*** Given entries ***

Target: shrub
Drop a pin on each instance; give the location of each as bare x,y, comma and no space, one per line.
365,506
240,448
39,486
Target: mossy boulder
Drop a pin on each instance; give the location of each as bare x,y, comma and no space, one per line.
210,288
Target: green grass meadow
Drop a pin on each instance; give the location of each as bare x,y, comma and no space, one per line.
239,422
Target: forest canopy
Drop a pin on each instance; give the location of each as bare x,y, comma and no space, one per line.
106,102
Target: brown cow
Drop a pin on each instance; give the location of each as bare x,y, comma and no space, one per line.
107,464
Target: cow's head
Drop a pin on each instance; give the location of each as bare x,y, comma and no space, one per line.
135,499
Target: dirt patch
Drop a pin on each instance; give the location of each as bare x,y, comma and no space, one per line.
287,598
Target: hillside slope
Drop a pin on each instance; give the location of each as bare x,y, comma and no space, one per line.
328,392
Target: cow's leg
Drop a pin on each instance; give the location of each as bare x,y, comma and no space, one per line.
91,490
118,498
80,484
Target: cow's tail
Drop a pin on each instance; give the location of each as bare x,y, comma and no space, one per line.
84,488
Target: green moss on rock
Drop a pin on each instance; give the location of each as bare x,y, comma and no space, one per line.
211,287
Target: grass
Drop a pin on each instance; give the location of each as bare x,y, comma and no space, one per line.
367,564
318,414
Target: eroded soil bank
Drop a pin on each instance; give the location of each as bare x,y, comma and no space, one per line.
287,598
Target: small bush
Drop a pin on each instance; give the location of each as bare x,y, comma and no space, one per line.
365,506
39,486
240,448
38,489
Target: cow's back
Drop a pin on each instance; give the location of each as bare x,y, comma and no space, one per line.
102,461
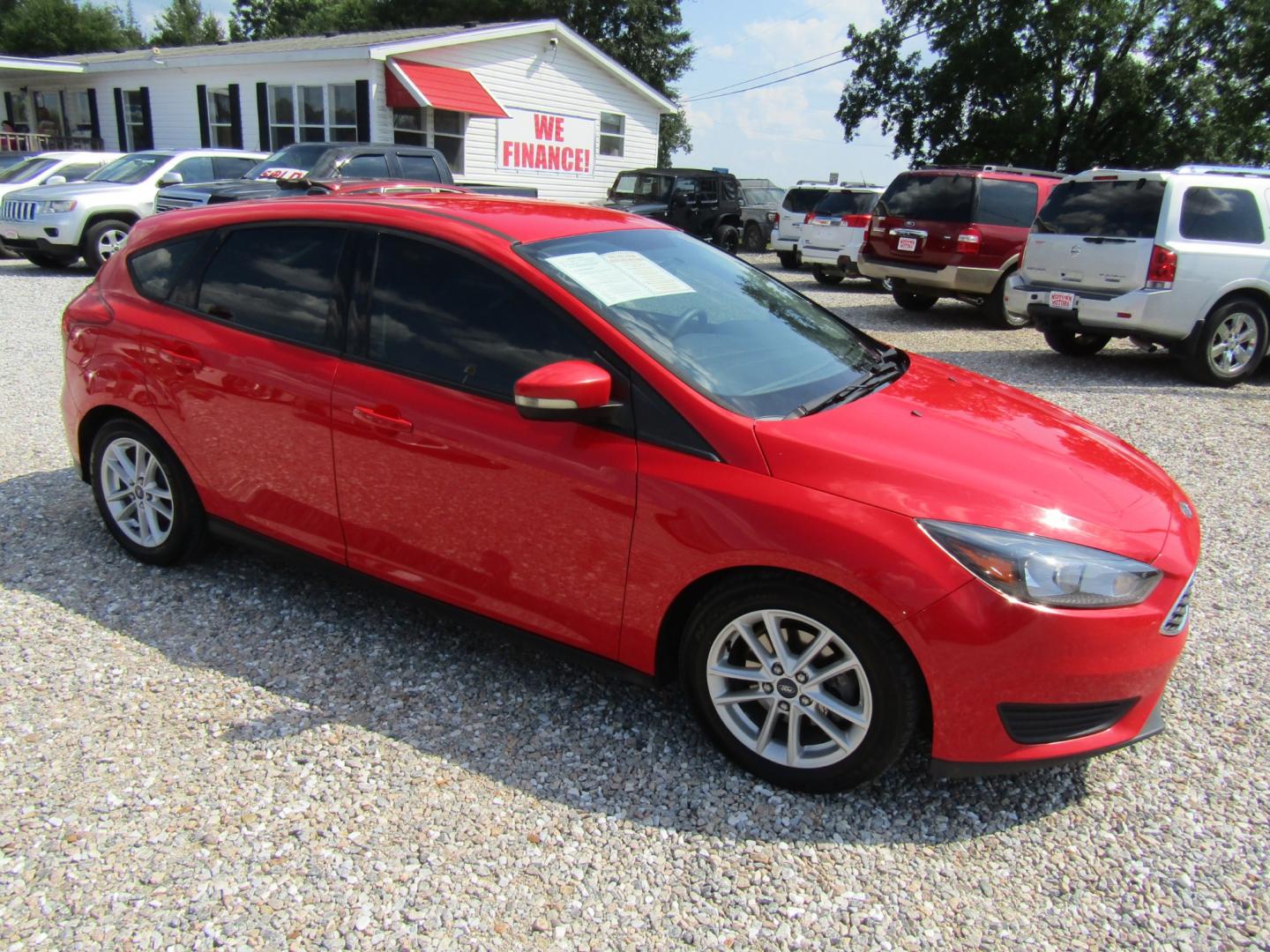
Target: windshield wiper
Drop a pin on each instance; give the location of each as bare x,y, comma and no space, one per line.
883,372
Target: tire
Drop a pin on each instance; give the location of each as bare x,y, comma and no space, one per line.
42,260
880,692
176,525
995,309
728,238
914,302
1231,346
101,240
825,276
1074,343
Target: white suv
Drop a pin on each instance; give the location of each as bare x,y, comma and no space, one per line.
1177,258
56,225
834,228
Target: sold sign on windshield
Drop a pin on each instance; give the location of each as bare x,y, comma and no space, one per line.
546,143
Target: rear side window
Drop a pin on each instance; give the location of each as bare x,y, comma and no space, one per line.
279,280
1009,204
803,199
930,197
156,271
439,315
1221,215
1116,208
419,167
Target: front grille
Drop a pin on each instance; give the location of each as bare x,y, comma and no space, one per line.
1048,724
1180,612
18,211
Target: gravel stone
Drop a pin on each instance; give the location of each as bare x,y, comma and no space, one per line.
236,755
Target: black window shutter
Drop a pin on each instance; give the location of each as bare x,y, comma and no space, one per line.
363,111
94,118
145,118
235,118
205,127
262,112
120,120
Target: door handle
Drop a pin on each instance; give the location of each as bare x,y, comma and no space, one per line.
184,363
384,420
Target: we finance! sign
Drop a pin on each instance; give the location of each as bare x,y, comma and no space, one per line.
545,143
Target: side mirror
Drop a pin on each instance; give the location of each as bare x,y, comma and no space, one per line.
571,390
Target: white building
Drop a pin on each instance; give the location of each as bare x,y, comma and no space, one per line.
516,103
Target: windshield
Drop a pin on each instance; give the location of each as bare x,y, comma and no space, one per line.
290,163
762,196
929,197
130,169
644,187
729,331
1120,208
846,204
26,169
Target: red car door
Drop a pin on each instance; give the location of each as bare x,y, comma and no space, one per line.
244,385
444,487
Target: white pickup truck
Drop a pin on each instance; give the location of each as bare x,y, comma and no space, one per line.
54,227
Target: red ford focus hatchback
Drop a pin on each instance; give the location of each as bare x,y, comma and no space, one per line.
594,428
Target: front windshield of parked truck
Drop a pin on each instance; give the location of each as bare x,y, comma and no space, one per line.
724,328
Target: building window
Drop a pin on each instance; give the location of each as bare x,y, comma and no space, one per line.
436,129
220,117
612,133
312,115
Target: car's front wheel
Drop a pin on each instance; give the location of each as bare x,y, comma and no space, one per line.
144,495
798,686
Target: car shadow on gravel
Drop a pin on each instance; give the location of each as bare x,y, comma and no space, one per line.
505,707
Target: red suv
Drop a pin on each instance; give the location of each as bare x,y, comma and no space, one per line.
600,429
955,233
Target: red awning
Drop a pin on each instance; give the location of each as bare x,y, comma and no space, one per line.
438,86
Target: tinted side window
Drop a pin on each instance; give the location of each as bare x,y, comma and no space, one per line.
419,167
365,167
279,280
156,271
446,317
1221,215
1011,204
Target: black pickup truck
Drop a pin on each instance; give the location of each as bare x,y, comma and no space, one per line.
295,167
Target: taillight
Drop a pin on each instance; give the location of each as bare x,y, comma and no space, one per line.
968,242
1162,271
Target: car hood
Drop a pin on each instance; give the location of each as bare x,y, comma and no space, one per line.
945,443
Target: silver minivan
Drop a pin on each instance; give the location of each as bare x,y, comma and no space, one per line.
1175,258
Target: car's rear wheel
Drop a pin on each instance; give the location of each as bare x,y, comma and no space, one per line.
1231,346
800,687
144,494
827,277
1074,343
101,240
914,302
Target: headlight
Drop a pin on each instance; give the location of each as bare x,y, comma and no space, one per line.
1042,570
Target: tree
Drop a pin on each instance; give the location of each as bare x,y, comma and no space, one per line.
61,26
185,23
1065,84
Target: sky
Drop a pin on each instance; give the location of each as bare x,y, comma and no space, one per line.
784,132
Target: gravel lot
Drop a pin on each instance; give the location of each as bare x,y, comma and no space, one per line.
238,755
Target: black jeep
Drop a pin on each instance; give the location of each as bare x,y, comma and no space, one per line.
700,202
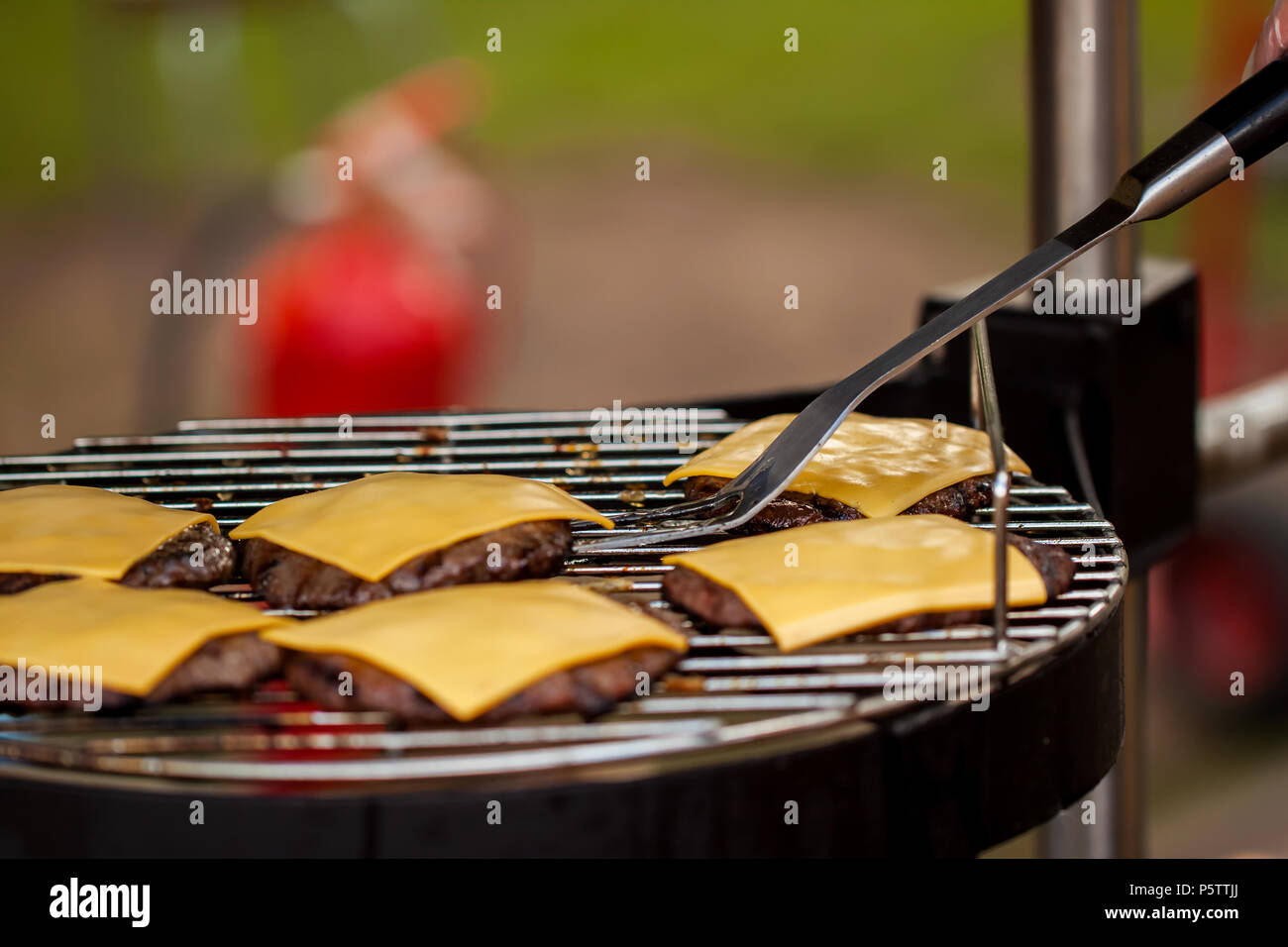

*** End of Given entries ***

## Assignment
Search the material above for the word "pickup", then copy each line that holds it.

## Solution for this task
Target: white pickup truck
Target: black pickup truck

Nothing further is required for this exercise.